▸ **TEXTE FOURNI**
"""

Sous nos yeux, le regard médusé, la malice encore sournoise s’installe et vient s’ajouter à toutes les confusions enveloppant la situation du Nord Mali. Cette situation de crise « instrumentalisée » notamment par les affidés du MNLA devient de plus en plus inquiétante. Elle l’est d’autant plus que peu d’entre ceux qui s’en sont chargés n’ont jusque là, pas pris la pleine mesure de ce qui nous est arrivé depuis le 30 mars dernier. De cette date au 15 septembre 2012, cela fait cinq mois et demi que nous sommes toujours sous le coup d’une impasse profonde qui nous enfonce davantage dans le labyrinthe de la rébellion et du narcotrafic.
Au fait, tout se passe comme si chacun a une vérité prééminente et à chacun sa solution. Celles-ci sont présentées par des procédés insolites comme étant les meilleures, non pour être convenues ou appliquées, mais pour influencer ou exclure d’autres.
Bon Dieu, qu’est-il arrivé au Mali et aux maliens ?
Entre paradoxes et dilemmes, la situation est certes complexe pour tous les urgentistes agités auxquels il faudrait rappeler en permanence la réalité du Mali affaibli, apeuré et esseulé. Face aux contraintes multiformes, il faudrait savoir raison garder et se décider à faire face aux dilemmes dans la gestion de la crise sécuritaire actuelle. Il faudrait aussi se convaincre que toutes les options qui s’offrent actuellement aux maliens, sont toutes mauvaises les unes que les autres. Cependant, les maliens sont condamnés à faire un choix. Oui, nous sommes obligés de choisir notre voie. Oui, nous sommes contraints de nous préoccuper véritablement des populations au Nord Mali, en leur prêtant main-forte.
Dès la première décade d’avril 2012, nous avions instillé l’idée de ne compter à priori que sur nos propres ressources et sur nos propres forces pour recouvrer entièrement notre liberté et notre dignité. Oui, il nous revient à nous-mêmes de donner forme à nos projets à l’instar du combat de Mandela empruntant ces mots à Hamlet : « A ceux qui affirment que tout arrive pour une raison, il répond que la raison, c’est nous ; et nous faisons que les choses arrivent. »
Alors : Qu’est-il est advenu en ce pays, du passé glorieux tant chanté : Empires du Ghana, du Mali, du Songhoï ? Qu’allons-nous répondre face au jugement de l’Histoire ? La réponse est en nous-mêmes.

"""

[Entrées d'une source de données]
"""

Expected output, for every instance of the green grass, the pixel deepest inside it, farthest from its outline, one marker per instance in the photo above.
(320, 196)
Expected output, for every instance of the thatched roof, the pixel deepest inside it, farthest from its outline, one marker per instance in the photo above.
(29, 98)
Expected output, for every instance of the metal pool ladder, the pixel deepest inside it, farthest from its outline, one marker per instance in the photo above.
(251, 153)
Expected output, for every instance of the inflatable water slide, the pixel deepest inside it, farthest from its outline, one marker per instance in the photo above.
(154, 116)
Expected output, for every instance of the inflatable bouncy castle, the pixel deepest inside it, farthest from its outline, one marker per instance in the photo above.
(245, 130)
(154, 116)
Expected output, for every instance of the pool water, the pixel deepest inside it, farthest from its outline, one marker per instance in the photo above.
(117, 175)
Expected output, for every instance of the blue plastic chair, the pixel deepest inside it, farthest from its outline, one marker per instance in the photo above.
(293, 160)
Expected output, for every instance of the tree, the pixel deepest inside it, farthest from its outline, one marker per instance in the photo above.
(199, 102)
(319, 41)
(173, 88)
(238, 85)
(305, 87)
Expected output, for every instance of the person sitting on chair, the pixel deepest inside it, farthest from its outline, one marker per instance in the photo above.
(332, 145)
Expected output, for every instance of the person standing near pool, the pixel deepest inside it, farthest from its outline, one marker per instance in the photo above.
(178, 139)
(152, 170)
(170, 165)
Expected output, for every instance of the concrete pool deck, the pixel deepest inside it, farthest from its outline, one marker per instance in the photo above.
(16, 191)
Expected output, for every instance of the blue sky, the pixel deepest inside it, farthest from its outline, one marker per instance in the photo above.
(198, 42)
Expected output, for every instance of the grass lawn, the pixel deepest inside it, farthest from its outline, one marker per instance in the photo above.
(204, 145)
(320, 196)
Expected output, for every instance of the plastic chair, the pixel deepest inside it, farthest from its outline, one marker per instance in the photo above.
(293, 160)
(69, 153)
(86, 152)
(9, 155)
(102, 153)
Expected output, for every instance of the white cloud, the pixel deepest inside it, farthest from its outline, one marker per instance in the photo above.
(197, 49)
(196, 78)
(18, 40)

"""

▸ **TÂCHE COURTE**
Répondez à ces questions sur le texte consacré à la crise au Nord Mali :
1. Combien de temps s'est écoulé entre le 30 mars et le 15 septembre 2012 ?
2. À quelle période l'idée de ne compter que sur ses propres ressources et ses propres forces a-t-elle été avancée ?
3. Quels empires sont cités pour évoquer le passé glorieux du pays ?
Les enregistrements n'ont aucun rôle ici.

▸ **RÉSULTAT**
1. Cinq mois et demi.
2. Dès la première décade d'avril 2012.
3. Les empires du Ghana, du Mali et du Songhoï.